WRITTEN TASK 1
Using the text on India's judicial system below, answer these:
(a) On what date did the Constitution of India come into effect?
(b) In which legal system does the text say the concept of judicial review is prevalent?
(c) What maximum term of imprisonment can the Court of Judicial Magistrates try offences for?
WRITTEN TASK 2
In the text on India's judicial system below, condense the paragraph beginning "Another important feature of the Indian Judicial system" into a bulleted list that keeps its main facts.

SOURCE EXTRACT
○ ○ ○
Judicial System In India

The Indian Judicial System is one of the oldest legal systems in the world today. It is part of the inheritance India received from the British after more than 200 years of their Colonial rule, and the same is obvious from the many similarities the Indian legal system shares with the English Legal System. The frame work of the current legal system has been laid down by the Indian Constitution and the judicial system derives its powers from it. The Constitution of India is the supreme law of the country, the fountain source of law in India. It came into effect on 26 January 1950 and is the world’s longest written constitution. It not only laid the framework of Indian judicial system, but has also laid out the powers, duties, procedures and structure of the various branches of the Government at the Union and State levels. Moreover, it also has defined the fundamental rights & duties of the people and the directive principles which are the duties of the State. India adopting the features of a federal system of government, the Constitution has provided for the setting up of a single integrated system of courts to administer both Union and State laws. The Supreme Court is the apex court of India, followed by the various High Courts at the state level which cater to one or more number of states. The High Court’s exist the subordinate courts comprising of the District Courts at the district level and other lower courts. An important feature of the Indian Judicial System, is that it’s a ‘common law system’. In a common law system, law is developed by the judges through their decisions, orders, or judgments. These are also referred to as precedents. Unlike the British legal system which is entirely based on the common law system, where it had originated from, the Indian system incorporates the common law system along with the statutory law and the regulatory law.

Another important feature of the Indian Judicial system is that our system has been designed on the pattern of the adversarial system. This is to be expected since courts based on the common law system tend to follow the adversarial system of conducting proceedings instead of the inquisitorial system. In an adversarial system, there are two sides in every case and each side presents its arguments to a neutral judge who would then give an order or a judgment based upon the merits of the case. Indian judicial system has adopted features of other legal systems in such a way that they do not conflict with each other while benefitting the nation and the people. For example, the Supreme Court and the High Courts have the power of judicial review. This is a concept prevalent in the American legal system. According to the concept of judicial review, the legislative and executive actions are subject to the scrutiny of the judiciary and the judiciary can invalidate such actions if they are ultra vires of the Constitutional provisions. In other words, the laws made by the legislative and the rules made by the executive need to be in conformity with the Constitution of India.

The cases instituted by the state police and the Central Investigating Agency are adjudicated by the courts. We have a fourtier structure of courts in India. At the bottom level is the Court of Judicial Magistrates. It is competent to try offences punishable with imprisonment of three years or less. Above it is the Court of Chief Judicial Magistrates, which tries offences punishable with less than 7 years. At the district level, there is the Court of District and Sessions Judge, which tries offences punishable with imprisonment of more than 7 years. In fact, the Code specifically enumerates offences which are exclusively triable by the Court of Sessions. The highest court in a state is the High Court. It is an appellate court and hears appeals against the orders of conviction or acquittal passed by the lower courts, apart from having writ jurisdiction. It is also a court of record. The law laid down by the High Court is binding on all the courts subordinate to it in a state. At the apex, there is the Supreme Court of India. It is the highest court in the country. All appeals against the orders of the High Courts in criminal, civil and other matters come to the Supreme Court. This Court, however, is selective in its approach in taking up cases. The law laid down by the Supreme Court is binding on all the courts in the country .
○ ○ ○
Location annotation dataset excerpts

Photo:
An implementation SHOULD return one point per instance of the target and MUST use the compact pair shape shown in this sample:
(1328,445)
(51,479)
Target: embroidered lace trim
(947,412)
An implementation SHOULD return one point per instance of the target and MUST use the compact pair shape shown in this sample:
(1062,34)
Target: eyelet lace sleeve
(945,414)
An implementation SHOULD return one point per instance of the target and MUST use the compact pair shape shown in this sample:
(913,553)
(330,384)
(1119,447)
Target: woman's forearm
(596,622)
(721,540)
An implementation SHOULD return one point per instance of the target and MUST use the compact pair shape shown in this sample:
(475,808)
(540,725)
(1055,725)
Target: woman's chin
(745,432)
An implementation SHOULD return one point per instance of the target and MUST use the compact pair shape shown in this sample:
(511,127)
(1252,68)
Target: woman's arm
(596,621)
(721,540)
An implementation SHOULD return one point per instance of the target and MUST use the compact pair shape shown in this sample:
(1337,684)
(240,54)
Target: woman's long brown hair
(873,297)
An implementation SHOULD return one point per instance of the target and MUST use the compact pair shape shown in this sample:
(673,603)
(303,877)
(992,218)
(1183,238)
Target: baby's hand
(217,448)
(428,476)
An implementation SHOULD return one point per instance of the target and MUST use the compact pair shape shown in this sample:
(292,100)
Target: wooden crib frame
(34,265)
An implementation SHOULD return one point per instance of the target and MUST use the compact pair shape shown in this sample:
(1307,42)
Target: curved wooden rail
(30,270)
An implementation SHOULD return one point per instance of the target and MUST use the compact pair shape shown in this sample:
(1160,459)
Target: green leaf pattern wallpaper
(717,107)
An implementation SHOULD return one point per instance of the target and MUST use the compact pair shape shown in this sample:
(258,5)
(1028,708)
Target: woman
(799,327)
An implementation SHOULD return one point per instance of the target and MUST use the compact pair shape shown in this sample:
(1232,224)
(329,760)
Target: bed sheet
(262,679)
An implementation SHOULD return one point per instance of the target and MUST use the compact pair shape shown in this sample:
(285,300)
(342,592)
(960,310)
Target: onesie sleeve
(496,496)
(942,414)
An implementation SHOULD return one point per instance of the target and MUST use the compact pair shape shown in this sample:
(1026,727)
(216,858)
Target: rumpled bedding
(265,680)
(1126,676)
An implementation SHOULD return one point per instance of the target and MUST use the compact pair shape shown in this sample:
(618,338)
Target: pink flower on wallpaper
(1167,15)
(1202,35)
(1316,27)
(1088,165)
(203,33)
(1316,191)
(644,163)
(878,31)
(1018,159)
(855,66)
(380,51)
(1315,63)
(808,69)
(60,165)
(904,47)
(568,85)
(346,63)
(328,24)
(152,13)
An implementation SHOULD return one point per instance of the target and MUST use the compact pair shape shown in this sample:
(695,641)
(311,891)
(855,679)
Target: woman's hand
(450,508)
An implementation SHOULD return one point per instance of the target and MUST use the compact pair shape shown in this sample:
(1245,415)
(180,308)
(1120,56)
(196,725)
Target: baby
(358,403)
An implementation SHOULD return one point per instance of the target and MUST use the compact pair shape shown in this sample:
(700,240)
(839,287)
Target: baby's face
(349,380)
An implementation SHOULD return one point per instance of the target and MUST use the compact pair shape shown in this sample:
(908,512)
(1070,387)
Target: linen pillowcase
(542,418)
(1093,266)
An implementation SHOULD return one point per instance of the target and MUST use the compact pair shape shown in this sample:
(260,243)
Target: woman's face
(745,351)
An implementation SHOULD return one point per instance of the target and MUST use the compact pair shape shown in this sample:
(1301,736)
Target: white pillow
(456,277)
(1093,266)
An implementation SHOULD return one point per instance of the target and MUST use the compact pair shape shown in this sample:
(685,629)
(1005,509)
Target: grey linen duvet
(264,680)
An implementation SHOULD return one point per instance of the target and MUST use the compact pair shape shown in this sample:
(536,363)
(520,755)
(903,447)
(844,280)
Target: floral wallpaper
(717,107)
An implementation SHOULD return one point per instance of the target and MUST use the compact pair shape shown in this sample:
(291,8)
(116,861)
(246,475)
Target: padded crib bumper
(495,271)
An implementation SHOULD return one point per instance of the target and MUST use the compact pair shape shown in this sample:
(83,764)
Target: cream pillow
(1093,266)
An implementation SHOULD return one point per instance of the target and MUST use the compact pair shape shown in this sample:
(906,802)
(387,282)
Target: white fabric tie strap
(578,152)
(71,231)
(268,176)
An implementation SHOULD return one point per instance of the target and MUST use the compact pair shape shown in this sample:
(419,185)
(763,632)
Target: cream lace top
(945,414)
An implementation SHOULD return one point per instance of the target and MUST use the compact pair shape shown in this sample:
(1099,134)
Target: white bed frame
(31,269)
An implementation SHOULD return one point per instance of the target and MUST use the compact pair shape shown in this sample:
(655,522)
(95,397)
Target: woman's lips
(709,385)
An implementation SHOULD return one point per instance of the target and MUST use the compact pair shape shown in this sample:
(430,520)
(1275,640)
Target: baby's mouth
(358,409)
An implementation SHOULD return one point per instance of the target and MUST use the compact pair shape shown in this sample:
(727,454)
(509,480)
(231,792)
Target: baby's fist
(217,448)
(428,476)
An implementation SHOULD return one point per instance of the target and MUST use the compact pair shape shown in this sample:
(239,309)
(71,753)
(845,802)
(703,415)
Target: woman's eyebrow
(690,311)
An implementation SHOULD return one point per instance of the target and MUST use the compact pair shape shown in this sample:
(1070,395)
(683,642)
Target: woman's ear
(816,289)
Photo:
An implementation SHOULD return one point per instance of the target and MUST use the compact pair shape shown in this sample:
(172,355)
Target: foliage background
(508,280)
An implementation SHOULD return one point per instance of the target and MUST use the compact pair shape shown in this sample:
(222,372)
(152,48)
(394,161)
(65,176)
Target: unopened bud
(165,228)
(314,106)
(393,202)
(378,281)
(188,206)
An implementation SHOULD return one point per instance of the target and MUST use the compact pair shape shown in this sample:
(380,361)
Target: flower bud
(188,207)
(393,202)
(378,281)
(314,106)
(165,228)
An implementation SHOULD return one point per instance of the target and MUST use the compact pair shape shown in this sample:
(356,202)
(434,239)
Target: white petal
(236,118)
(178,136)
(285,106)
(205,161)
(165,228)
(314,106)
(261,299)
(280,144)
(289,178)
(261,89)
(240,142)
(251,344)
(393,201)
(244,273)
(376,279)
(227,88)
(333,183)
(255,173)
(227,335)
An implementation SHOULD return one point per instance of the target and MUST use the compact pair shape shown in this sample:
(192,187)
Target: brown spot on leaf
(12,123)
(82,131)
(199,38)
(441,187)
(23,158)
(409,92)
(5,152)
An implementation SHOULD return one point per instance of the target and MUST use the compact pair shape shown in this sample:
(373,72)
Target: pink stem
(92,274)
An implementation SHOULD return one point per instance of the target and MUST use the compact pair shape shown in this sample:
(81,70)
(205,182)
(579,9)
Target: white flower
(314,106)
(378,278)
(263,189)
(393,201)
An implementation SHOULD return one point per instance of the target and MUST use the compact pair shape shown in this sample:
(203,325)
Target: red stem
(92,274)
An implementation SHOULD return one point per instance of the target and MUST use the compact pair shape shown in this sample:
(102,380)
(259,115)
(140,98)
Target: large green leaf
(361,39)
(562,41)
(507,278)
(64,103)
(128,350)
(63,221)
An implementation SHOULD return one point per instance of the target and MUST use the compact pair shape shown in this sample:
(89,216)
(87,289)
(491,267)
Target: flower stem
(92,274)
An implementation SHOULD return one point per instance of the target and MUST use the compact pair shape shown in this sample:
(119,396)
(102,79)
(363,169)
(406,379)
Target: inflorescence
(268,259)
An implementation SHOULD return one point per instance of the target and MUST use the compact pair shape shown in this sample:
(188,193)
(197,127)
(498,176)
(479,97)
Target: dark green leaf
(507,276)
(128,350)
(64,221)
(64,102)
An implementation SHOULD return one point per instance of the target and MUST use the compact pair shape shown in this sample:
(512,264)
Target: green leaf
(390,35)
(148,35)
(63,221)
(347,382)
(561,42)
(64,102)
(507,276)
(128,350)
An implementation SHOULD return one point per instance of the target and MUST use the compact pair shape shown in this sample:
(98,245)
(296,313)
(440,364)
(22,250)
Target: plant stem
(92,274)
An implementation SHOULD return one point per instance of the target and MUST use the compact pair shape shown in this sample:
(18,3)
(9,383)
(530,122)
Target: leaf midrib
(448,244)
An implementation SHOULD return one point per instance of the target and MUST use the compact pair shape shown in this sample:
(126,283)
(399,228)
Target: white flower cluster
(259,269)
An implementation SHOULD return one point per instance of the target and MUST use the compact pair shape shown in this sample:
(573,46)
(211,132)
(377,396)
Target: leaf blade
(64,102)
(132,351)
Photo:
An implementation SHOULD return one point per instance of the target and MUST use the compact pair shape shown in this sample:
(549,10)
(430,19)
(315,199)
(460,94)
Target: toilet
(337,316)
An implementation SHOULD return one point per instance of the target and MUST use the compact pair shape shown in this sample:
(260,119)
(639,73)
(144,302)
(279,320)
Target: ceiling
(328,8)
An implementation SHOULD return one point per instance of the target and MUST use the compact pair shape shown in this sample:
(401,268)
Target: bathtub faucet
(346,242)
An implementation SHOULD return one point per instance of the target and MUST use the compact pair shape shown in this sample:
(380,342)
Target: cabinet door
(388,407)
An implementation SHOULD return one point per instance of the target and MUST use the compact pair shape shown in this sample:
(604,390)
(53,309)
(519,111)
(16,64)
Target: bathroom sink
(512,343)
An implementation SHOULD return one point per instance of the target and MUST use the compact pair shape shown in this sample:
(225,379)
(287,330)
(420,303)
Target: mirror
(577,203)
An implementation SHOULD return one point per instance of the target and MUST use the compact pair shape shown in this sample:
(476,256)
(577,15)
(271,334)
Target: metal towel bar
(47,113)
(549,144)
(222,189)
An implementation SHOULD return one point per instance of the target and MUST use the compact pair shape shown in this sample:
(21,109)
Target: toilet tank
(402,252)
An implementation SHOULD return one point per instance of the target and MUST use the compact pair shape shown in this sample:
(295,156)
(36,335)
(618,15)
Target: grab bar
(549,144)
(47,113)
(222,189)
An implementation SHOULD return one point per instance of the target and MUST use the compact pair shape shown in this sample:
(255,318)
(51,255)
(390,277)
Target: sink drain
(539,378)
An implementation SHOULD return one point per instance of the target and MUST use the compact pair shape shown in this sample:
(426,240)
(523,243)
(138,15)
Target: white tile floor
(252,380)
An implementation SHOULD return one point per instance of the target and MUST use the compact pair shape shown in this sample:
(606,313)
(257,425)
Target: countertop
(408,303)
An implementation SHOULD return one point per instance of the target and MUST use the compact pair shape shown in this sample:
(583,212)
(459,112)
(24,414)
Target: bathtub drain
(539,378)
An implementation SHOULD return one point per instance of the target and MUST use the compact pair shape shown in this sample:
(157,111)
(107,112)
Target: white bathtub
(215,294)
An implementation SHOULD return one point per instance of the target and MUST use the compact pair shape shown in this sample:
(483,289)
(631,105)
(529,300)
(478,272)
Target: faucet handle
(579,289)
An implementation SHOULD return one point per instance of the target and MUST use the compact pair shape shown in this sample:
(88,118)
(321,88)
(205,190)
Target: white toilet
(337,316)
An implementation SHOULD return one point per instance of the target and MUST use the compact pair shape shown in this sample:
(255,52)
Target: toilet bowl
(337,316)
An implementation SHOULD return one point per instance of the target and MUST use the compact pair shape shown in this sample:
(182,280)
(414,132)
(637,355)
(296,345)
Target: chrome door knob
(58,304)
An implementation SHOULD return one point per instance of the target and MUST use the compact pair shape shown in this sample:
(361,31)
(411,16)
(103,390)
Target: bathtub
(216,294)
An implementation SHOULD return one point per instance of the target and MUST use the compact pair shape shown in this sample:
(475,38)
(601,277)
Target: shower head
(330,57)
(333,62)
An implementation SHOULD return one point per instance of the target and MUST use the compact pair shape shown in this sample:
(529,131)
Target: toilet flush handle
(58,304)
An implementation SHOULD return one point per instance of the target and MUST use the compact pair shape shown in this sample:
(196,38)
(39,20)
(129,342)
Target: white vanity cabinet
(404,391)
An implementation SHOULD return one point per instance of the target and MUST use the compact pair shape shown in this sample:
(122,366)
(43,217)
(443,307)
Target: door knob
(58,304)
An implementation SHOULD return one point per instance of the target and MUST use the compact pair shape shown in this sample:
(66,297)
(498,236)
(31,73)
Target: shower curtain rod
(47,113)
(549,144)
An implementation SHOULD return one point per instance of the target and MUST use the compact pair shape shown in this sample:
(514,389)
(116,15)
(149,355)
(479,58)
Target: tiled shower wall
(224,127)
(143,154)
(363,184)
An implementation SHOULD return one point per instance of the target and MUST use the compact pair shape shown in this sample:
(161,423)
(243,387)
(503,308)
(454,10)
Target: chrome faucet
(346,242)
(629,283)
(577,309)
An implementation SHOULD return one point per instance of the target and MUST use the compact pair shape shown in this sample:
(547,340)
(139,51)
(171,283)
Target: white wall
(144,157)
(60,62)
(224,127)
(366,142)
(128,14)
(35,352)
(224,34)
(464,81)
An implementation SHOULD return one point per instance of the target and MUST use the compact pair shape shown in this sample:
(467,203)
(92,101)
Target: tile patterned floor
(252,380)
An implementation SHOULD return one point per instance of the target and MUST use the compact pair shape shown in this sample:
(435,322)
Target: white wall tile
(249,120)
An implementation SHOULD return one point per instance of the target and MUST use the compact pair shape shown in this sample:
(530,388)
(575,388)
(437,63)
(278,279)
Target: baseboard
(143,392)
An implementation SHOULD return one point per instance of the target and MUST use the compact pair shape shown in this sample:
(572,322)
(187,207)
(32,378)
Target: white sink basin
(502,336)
○ ○ ○
REPLY 1
(a) 26 January 1950
(b) The American legal system
(c) Three years or less

REPLY 2
- The Indian judicial system follows the adversarial system, which courts based on common law tend to use, rather than the inquisitorial system.
- In an adversarial system, each case has two sides that present their arguments to a neutral judge, who rules on the merits of the case.
- India has adopted features of other legal systems so that they do not conflict with each other and benefit the nation and the people.
- For example, the Supreme Court and the High Courts have the power of judicial review, a concept prevalent in the American legal system.
- Under judicial review, the judiciary can scrutinize legislative and executive actions and invalidate any that are ultra vires of the Constitution. Laws and rules must conform to the Constitution of India.